[Study material — start]

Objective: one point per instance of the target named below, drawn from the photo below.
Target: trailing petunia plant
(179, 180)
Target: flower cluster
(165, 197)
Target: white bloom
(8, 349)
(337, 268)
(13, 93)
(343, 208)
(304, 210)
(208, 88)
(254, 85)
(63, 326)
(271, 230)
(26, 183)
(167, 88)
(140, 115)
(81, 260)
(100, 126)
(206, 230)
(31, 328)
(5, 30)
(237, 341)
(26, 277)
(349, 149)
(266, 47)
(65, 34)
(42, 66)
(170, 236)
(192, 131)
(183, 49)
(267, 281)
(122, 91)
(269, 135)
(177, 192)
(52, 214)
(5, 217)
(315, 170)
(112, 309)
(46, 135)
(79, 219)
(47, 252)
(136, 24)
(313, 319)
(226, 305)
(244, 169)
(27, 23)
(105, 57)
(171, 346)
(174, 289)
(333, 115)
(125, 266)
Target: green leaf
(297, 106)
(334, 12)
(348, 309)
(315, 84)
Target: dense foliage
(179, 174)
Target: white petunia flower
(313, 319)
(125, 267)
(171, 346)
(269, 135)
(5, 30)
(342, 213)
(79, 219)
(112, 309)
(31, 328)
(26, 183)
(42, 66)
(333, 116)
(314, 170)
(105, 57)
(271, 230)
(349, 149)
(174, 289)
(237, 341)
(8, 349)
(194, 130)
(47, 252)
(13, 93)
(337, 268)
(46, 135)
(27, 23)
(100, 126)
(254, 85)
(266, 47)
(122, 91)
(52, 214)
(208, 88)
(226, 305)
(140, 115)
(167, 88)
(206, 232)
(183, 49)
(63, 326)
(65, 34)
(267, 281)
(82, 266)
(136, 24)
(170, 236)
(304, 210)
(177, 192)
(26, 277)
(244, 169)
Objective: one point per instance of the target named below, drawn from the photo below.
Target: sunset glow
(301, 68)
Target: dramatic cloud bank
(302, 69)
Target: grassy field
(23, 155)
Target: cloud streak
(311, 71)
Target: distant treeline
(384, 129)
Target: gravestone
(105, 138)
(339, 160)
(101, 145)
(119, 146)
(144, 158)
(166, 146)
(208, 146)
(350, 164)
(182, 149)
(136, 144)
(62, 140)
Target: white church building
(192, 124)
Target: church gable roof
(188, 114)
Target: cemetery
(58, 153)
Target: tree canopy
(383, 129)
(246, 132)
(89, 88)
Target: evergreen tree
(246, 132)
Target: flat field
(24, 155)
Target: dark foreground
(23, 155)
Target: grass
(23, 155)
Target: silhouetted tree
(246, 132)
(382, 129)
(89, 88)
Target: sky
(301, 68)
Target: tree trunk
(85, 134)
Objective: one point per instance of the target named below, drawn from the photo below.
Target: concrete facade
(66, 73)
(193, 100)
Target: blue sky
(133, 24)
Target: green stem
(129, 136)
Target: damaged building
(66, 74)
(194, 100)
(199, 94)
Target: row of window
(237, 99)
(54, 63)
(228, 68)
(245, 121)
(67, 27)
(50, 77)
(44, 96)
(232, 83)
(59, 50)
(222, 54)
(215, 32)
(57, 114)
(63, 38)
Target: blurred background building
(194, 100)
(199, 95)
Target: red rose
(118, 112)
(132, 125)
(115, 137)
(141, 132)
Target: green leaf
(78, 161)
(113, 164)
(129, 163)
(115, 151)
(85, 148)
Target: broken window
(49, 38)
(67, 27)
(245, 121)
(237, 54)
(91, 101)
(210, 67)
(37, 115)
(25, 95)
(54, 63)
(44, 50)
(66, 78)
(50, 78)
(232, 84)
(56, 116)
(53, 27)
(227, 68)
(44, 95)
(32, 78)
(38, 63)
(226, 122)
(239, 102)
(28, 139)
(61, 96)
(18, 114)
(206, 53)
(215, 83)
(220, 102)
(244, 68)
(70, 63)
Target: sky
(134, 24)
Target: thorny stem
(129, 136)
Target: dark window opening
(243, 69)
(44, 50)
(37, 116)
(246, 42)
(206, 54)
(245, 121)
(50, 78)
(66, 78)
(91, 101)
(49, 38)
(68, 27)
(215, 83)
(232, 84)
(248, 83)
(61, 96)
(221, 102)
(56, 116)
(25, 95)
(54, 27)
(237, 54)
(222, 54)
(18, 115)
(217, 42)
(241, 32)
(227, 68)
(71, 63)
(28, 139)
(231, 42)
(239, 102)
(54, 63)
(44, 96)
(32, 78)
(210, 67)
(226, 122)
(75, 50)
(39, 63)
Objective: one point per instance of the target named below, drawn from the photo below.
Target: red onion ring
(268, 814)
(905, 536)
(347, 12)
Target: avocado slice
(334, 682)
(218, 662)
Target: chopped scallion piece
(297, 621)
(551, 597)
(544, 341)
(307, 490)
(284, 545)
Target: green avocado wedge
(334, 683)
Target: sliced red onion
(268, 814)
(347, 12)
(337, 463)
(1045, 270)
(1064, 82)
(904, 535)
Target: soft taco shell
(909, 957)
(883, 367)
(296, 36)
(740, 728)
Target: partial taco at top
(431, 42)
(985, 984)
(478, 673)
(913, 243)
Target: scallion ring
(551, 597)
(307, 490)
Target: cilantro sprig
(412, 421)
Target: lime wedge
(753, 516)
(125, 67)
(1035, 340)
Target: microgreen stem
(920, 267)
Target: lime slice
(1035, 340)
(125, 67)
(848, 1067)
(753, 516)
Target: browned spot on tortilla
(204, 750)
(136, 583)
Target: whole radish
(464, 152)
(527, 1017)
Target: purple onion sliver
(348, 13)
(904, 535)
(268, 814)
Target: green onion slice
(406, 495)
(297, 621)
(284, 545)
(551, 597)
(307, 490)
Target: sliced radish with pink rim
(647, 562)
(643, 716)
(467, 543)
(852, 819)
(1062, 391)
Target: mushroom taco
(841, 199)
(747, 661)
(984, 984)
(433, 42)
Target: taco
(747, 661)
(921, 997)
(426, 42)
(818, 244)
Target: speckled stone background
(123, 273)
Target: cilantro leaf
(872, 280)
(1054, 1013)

[Study material — finish]

[Exercise requirements]
Go through the data above and transcribe every entry exactly.

[Answer section]
Objective: one point per instance of the target named below, drawn from the photo below.
Target: trailing petunia plant
(179, 180)
Target: flower cluster
(165, 197)
Target: white bloom
(8, 349)
(337, 268)
(13, 93)
(343, 208)
(304, 210)
(208, 88)
(254, 85)
(63, 326)
(271, 230)
(26, 183)
(167, 88)
(140, 115)
(81, 260)
(100, 126)
(206, 230)
(31, 328)
(5, 30)
(237, 341)
(26, 277)
(349, 149)
(266, 47)
(65, 34)
(42, 66)
(170, 236)
(192, 131)
(183, 49)
(267, 281)
(122, 91)
(269, 135)
(177, 192)
(52, 214)
(5, 217)
(315, 170)
(112, 309)
(46, 135)
(79, 219)
(47, 252)
(136, 24)
(313, 319)
(226, 305)
(244, 169)
(27, 23)
(105, 57)
(171, 346)
(174, 289)
(333, 115)
(125, 266)
Target: green leaf
(297, 106)
(334, 12)
(348, 309)
(315, 84)
Target: dense foliage
(179, 174)
Target: white petunia flower
(313, 319)
(125, 267)
(171, 346)
(269, 135)
(5, 30)
(342, 213)
(79, 219)
(112, 309)
(31, 328)
(26, 183)
(42, 66)
(333, 116)
(314, 170)
(105, 57)
(271, 230)
(349, 149)
(174, 289)
(237, 341)
(8, 349)
(194, 130)
(47, 252)
(13, 93)
(337, 268)
(46, 135)
(27, 23)
(100, 126)
(254, 85)
(266, 47)
(122, 91)
(52, 214)
(208, 88)
(226, 305)
(140, 115)
(167, 88)
(206, 232)
(183, 49)
(63, 326)
(65, 34)
(267, 281)
(82, 266)
(136, 24)
(170, 236)
(304, 210)
(177, 192)
(26, 277)
(244, 169)
Objective: one point per instance of the target named below, drawn from the photo below.
Target: sunset glow
(301, 68)
Target: dramatic cloud bank
(302, 69)
Target: grassy field
(23, 155)
Target: cloud streak
(311, 71)
Target: distant treeline
(384, 129)
Target: gravestone
(105, 138)
(339, 160)
(101, 145)
(119, 146)
(144, 158)
(166, 146)
(208, 146)
(350, 164)
(182, 149)
(136, 144)
(62, 140)
Target: white church building
(192, 124)
Target: church gable roof
(188, 114)
Target: cemetery
(58, 153)
Target: tree canopy
(383, 129)
(246, 132)
(89, 88)
Target: evergreen tree
(246, 132)
Target: flat field
(24, 155)
Target: dark foreground
(23, 155)
Target: grass
(23, 155)
Target: silhouetted tree
(246, 132)
(382, 129)
(89, 88)
Target: sky
(301, 68)
Target: tree trunk
(85, 134)
Objective: one point per instance of the target named below, drawn from the photo below.
Target: concrete facade
(66, 73)
(193, 100)
Target: blue sky
(133, 24)
Target: green stem
(129, 136)
Target: damaged building
(66, 74)
(194, 100)
(199, 94)
Target: row of window
(237, 99)
(54, 63)
(228, 68)
(245, 121)
(67, 27)
(50, 77)
(44, 96)
(232, 83)
(59, 50)
(222, 54)
(215, 32)
(57, 114)
(63, 38)
Target: blurred background building
(194, 100)
(199, 95)
Target: red rose
(118, 112)
(132, 125)
(115, 137)
(141, 132)
Target: green leaf
(78, 161)
(113, 164)
(129, 163)
(115, 151)
(85, 148)
Target: broken window
(49, 38)
(67, 27)
(245, 121)
(237, 54)
(91, 101)
(210, 67)
(37, 115)
(25, 95)
(54, 63)
(44, 50)
(66, 78)
(50, 78)
(232, 84)
(56, 116)
(53, 27)
(227, 68)
(44, 95)
(32, 78)
(38, 63)
(226, 122)
(239, 102)
(28, 139)
(61, 96)
(18, 114)
(206, 53)
(215, 83)
(220, 102)
(244, 68)
(70, 63)
Target: sky
(134, 24)
Target: thorny stem
(129, 136)
Target: dark window opening
(243, 69)
(44, 50)
(37, 116)
(246, 42)
(206, 54)
(245, 121)
(50, 78)
(66, 78)
(91, 101)
(49, 38)
(68, 27)
(215, 83)
(232, 84)
(248, 83)
(61, 96)
(221, 102)
(56, 116)
(25, 95)
(54, 27)
(237, 54)
(222, 54)
(18, 115)
(217, 42)
(241, 32)
(227, 68)
(71, 63)
(28, 139)
(231, 42)
(239, 102)
(54, 63)
(44, 96)
(32, 78)
(210, 67)
(226, 122)
(75, 50)
(39, 63)
Objective: one point per instance of the target named below, drawn from the photo below.
Target: red onion ring
(268, 814)
(905, 536)
(347, 12)
Target: avocado slice
(334, 682)
(218, 662)
Target: chopped scallion piece
(297, 621)
(551, 597)
(544, 341)
(307, 490)
(284, 545)
Target: green avocado wedge
(334, 683)
Target: sliced red onion
(268, 814)
(347, 12)
(337, 463)
(1045, 270)
(1064, 82)
(904, 535)
Target: soft taco shell
(909, 957)
(883, 367)
(296, 36)
(740, 728)
Target: partial taco at top
(431, 42)
(985, 984)
(478, 673)
(913, 243)
Target: scallion ring
(551, 597)
(307, 490)
Target: cilantro sprig
(412, 421)
Target: lime wedge
(753, 516)
(125, 67)
(1035, 340)
Target: microgreen stem
(920, 267)
Target: lime slice
(1035, 340)
(125, 67)
(848, 1067)
(753, 516)
Target: browned spot on tortilla
(204, 750)
(136, 583)
Target: whole radish
(464, 152)
(527, 1017)
Target: purple onion sliver
(348, 13)
(904, 535)
(268, 814)
Target: green onion slice
(406, 495)
(297, 621)
(284, 545)
(551, 597)
(307, 490)
Target: sliced radish with pink rim
(647, 562)
(643, 716)
(467, 543)
(852, 819)
(1062, 391)
Target: mushroom taco
(841, 199)
(747, 661)
(984, 984)
(433, 42)
Target: taco
(747, 661)
(921, 997)
(426, 42)
(818, 244)
Target: speckled stone background
(123, 273)
Target: cilantro leaf
(872, 280)
(1054, 1013)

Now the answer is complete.